_The task:_ Type out the complete listing below word for word, without its pictures.

Data extracted from a collection
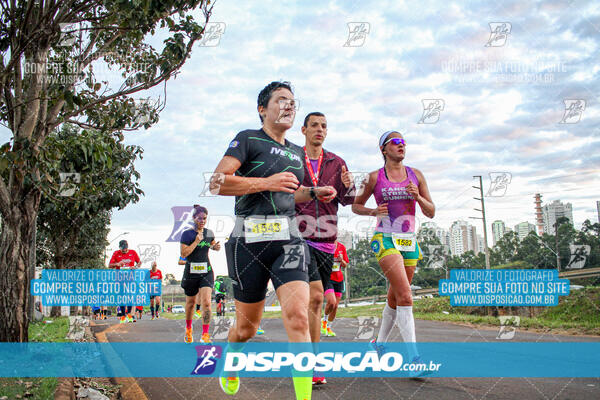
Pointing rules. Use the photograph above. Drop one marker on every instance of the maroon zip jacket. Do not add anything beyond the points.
(317, 220)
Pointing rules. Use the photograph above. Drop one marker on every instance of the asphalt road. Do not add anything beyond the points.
(164, 330)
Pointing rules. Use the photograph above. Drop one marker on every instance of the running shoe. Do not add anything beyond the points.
(319, 380)
(188, 338)
(379, 348)
(230, 385)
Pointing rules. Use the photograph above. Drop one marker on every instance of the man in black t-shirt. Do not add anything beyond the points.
(198, 276)
(264, 170)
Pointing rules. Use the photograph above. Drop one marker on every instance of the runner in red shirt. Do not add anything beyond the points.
(155, 300)
(340, 261)
(125, 258)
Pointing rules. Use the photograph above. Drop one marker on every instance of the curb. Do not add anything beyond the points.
(130, 390)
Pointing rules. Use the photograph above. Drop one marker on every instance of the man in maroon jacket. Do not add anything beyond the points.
(317, 221)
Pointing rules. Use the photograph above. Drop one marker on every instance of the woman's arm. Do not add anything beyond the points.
(358, 207)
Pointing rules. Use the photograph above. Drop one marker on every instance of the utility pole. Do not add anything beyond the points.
(487, 251)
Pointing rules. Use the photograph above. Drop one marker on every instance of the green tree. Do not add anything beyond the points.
(83, 218)
(48, 76)
(505, 250)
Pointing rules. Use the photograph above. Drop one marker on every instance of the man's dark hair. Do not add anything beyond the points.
(265, 95)
(315, 113)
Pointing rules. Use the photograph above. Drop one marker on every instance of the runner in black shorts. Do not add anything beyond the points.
(198, 276)
(264, 170)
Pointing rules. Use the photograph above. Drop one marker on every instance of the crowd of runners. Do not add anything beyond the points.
(285, 232)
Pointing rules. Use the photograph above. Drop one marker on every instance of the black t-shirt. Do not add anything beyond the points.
(262, 157)
(200, 253)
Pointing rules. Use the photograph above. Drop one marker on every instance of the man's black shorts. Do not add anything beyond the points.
(192, 286)
(320, 267)
(251, 265)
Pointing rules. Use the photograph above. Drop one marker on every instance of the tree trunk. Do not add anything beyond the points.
(15, 276)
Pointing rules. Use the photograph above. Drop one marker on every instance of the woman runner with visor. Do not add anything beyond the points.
(264, 170)
(397, 189)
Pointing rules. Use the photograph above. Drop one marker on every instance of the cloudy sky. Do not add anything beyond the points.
(500, 100)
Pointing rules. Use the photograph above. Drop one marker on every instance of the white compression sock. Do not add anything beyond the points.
(406, 324)
(388, 317)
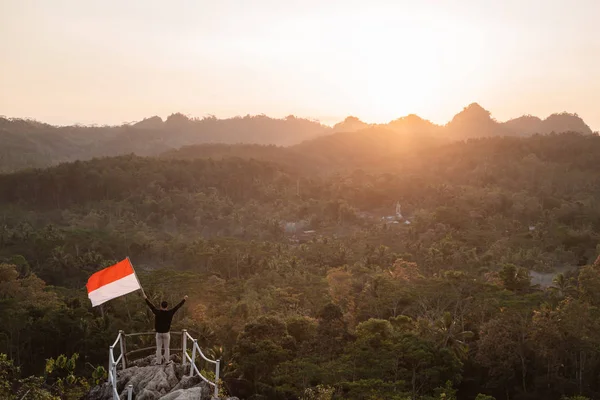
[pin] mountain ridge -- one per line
(33, 144)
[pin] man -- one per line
(162, 326)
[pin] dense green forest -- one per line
(297, 283)
(32, 144)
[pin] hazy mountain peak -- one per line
(350, 124)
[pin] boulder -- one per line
(155, 382)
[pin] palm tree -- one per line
(562, 286)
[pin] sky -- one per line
(115, 61)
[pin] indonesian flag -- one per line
(112, 282)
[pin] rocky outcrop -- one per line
(156, 382)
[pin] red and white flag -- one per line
(112, 282)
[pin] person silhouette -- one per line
(162, 325)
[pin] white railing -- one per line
(192, 360)
(112, 362)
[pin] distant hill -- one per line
(32, 144)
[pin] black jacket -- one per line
(163, 318)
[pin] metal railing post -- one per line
(111, 366)
(184, 346)
(121, 340)
(193, 357)
(217, 371)
(109, 370)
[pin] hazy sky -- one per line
(88, 61)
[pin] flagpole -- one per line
(136, 278)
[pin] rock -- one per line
(155, 382)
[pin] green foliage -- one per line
(491, 288)
(484, 397)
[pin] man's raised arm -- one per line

_The answer:_
Pointing rules. Use the photograph above. Drop one marker on every instance of the maroon zip jacket. Do not add anything beyond the points.
(317, 220)
Pointing rules. Use the photograph above. Drop one marker on every instance of the asphalt road. Do not add anything beyond the points.
(164, 330)
Pointing rules. Use the photograph above. Drop one marker on every instance of the running shoe. Do not add anything beyond the points.
(319, 380)
(188, 338)
(379, 348)
(230, 385)
Pointing rules. Use the photograph above. Drop one marker on every instance of the man in black t-shirt. Do not add anything beyond the points.
(198, 276)
(264, 170)
Pointing rules. Use the photograph above. Drop one marker on every instance of the runner in red shirt. Do not add anything beyond the points.
(155, 300)
(340, 261)
(125, 258)
Pointing rules. Use the photograph above. Drop one marker on every instance of the curb. Do not add anything beyond the points.
(130, 390)
Pointing rules. Use the photograph above. Drop one marker on every instance of the man in maroon jacket. Do not add anything beyond the points.
(317, 221)
Pointing rules. Use the photograph above. Drop one marker on every instance of the woman's arm. Do not add anything beyond the points.
(358, 207)
Pointing rules. Use the photograph above. Drop one marker on every instance of the utility pole. Do not add anything beyond the points.
(487, 251)
Pointing rules. Use the photograph above. Drop one marker on every instance of the green tree. Do not add anything beyond the points.
(83, 218)
(48, 76)
(505, 250)
Pointing rules. Use the photograph above. Drop one marker on every instance of the man's dark hair. Do not add anything beyond the points.
(265, 95)
(315, 113)
Pointing rules. Use the photograph above. Drop one marker on every instance of the runner in black shorts. Do not add anything beyond the points.
(198, 276)
(264, 170)
Pointing rules. Use the photograph above. Drop one marker on every instance of the crowd of runners. Do not add anything beyond the points.
(285, 232)
Pointing rules. Use the photograph above. Drop one marker on every instance of the black t-shirt. Do not add anything beyond the points.
(262, 157)
(200, 253)
Pointing rules. Use the photograph above. Drop one marker on every instance of the man's black shorts. Do not add anything beyond the points.
(192, 286)
(320, 267)
(251, 265)
Pointing rules. Use the photograph above. Drop one marker on every instance of the tree trunk. Do not add anything beyond the points.
(15, 276)
Pointing rules. Use the photograph above. Drop one marker on every instance of the woman runner with visor. Do not add anything beyond the points.
(264, 170)
(397, 189)
Pointing rules. Use the photograph above. Drop one marker on every instance of the cloudy sky. Do not add anything beyond the points.
(500, 100)
Pointing rules. Use the photograph above. Drop one marker on every instance of the white compression sock. Do not add anything beyond the points.
(406, 324)
(388, 317)
[pin] mountain ridge -- one per line
(33, 144)
[pin] man -- one per line
(162, 326)
[pin] dense green forest -- one per line
(297, 283)
(32, 144)
[pin] hazy mountain peak -- one per line
(350, 124)
[pin] boulder -- one per line
(155, 382)
[pin] palm tree -- one per line
(562, 286)
[pin] sky -- one per line
(115, 61)
[pin] indonesian flag -- one per line
(112, 282)
[pin] rocky outcrop -- one per line
(156, 382)
[pin] red and white flag -- one per line
(112, 282)
[pin] person silhouette -- one per line
(162, 325)
[pin] white railing -- one per line
(192, 360)
(112, 362)
[pin] distant hill -- one per line
(32, 144)
[pin] black jacket -- one per line
(163, 318)
[pin] metal railing post -- one per line
(111, 366)
(184, 346)
(121, 340)
(193, 357)
(217, 371)
(109, 370)
[pin] hazy sky -- one per line
(88, 61)
[pin] flagpole -- one per line
(136, 278)
[pin] rock -- one per line
(155, 382)
[pin] green foliage -- one per line
(491, 288)
(484, 397)
[pin] man's raised arm -- one per line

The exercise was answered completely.